BEGIN Material for this task

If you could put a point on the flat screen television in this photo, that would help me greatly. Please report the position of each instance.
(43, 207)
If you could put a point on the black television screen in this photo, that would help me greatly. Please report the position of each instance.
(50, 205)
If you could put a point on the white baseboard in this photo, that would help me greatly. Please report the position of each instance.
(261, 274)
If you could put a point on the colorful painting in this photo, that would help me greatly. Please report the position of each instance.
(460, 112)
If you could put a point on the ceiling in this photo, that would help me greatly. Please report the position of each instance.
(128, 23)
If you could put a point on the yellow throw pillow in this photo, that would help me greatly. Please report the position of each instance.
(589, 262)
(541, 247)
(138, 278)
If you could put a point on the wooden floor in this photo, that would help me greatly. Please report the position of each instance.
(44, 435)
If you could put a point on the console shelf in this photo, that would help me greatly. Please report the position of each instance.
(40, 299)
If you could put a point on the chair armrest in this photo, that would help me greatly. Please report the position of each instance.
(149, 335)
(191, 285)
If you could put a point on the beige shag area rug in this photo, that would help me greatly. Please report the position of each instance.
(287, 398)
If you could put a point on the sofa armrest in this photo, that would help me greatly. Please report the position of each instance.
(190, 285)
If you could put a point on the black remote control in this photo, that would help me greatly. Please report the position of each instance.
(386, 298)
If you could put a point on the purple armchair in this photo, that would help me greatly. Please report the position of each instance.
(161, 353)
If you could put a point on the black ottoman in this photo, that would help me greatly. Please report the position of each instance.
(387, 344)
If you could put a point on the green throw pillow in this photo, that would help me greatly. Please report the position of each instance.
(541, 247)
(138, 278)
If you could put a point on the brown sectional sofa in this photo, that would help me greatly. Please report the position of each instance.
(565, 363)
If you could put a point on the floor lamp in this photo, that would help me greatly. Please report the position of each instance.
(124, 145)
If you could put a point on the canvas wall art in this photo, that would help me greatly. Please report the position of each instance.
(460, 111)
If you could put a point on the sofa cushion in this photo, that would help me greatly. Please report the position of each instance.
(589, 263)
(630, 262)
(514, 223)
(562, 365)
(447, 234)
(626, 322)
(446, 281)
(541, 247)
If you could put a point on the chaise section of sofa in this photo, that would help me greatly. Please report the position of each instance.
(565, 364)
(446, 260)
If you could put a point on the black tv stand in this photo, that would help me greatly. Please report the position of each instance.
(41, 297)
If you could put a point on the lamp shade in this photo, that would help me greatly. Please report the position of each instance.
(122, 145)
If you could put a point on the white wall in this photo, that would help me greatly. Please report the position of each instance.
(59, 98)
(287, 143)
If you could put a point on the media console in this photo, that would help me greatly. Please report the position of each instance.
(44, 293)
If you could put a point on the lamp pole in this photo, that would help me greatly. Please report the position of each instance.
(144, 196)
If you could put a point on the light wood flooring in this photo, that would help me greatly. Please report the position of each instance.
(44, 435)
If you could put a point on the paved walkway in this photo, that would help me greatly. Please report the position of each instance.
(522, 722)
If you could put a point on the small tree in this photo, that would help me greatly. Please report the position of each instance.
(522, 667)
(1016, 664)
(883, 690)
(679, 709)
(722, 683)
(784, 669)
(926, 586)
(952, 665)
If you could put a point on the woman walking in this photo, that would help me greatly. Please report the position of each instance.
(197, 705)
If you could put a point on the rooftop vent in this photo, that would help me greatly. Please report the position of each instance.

END Material for this task

## Your goal
Can you retype every one of these entries word for word, without changing anything?

## Solved problem
If you could put a point on the flat screen television in this photo, that would help me greatly. Please report the position of each instance.
(43, 207)
If you could put a point on the black television screen in this photo, that would help me greatly. Please report the position of each instance.
(50, 205)
If you could put a point on the white baseboard in this photo, that would help me greatly. Please report the position of each instance.
(261, 274)
If you could put a point on the colorful painting in this photo, that would help me greatly. Please report the position of each instance.
(460, 112)
If you could put a point on the ceiling in this photo, that would help me greatly. Please report the position of each instance.
(128, 23)
If you could put a point on the yellow throw pillow in this photo, that would help me greatly. Please report the position of each instance.
(589, 262)
(541, 247)
(138, 278)
If you could put a point on the wooden floor in this photo, that would help me greatly. Please report the position of each instance.
(44, 435)
If you could put a point on the console shelf in this photo, that would help me greatly. Please report the position of each instance.
(40, 299)
If you could put a point on the chair armrest in this photo, that would help me greatly. Please report the position of each instance.
(149, 335)
(191, 285)
If you could put a point on the beige shag area rug in this photo, that would help me greatly. Please report the position of each instance.
(287, 398)
If you could put a point on the sofa armrest in this photo, that would help me greatly. Please report the position of each instance.
(190, 285)
If you could put a point on the black remote control in this photo, that would help me greatly. Please report the position of each instance.
(386, 298)
If you could put a point on the purple armchair in this photo, that would help me greatly. Please report the position of each instance.
(161, 353)
If you could put a point on the black ottoman in this photo, that would help me greatly. Please report the position of each instance.
(387, 344)
If you could put a point on the green throw pillow in this photo, that would help me greatly. Please report the position of each instance.
(541, 247)
(138, 278)
If you could put a point on the brown sectional sofa in this photo, that would help me greatly. Please report the position of each instance.
(565, 363)
If you could put a point on the floor lamp in this photo, that would help me greatly. Please report the position of each instance.
(124, 145)
If you could put a point on the canvas wall art in this photo, that would help me greatly. Please report the position of each instance.
(460, 111)
If you could put a point on the sofa cushion in this photo, that would help me greatly. Please report the position of each instance.
(589, 263)
(630, 262)
(514, 223)
(562, 365)
(447, 234)
(626, 322)
(446, 281)
(541, 247)
If you could put a point on the chaise section of sofa in this photo, that would help me greatly. Please report the position of each instance.
(565, 364)
(446, 260)
If you could put a point on the black tv stand in this photo, that would help me greatly. Please report the position of each instance.
(41, 297)
If you could put a point on the lamp shade in this photo, that would help me greatly. Please report the position of each instance.
(122, 145)
If you could put a point on the white wall in this photo, that would help me greatly. Please report the position of each instance.
(59, 98)
(287, 143)
If you could put a point on the media console in this photo, that would help me greatly. Please report the position of each instance.
(44, 293)
If you could put a point on the lamp pole in this photo, that would help me greatly. Please report the position of each instance.
(144, 196)
If you could put a point on the light wood flooring in this photo, that would help me greatly. Please report the position of each instance.
(44, 435)
If you could put a point on the paved walkway in this photo, that would help me greatly. Please report the position of each instance.
(522, 722)
If you could put a point on the small tree in this photo, that would help me greatly. Please report the position of each instance.
(522, 667)
(1016, 664)
(883, 690)
(679, 709)
(722, 683)
(784, 669)
(926, 586)
(952, 665)
If you could put a point on the woman walking in this photo, that would help me greatly. Please report the position of each instance.
(197, 705)
If you could put a point on the rooftop vent in this photo, that would help me greatly. Please report the position of each instance.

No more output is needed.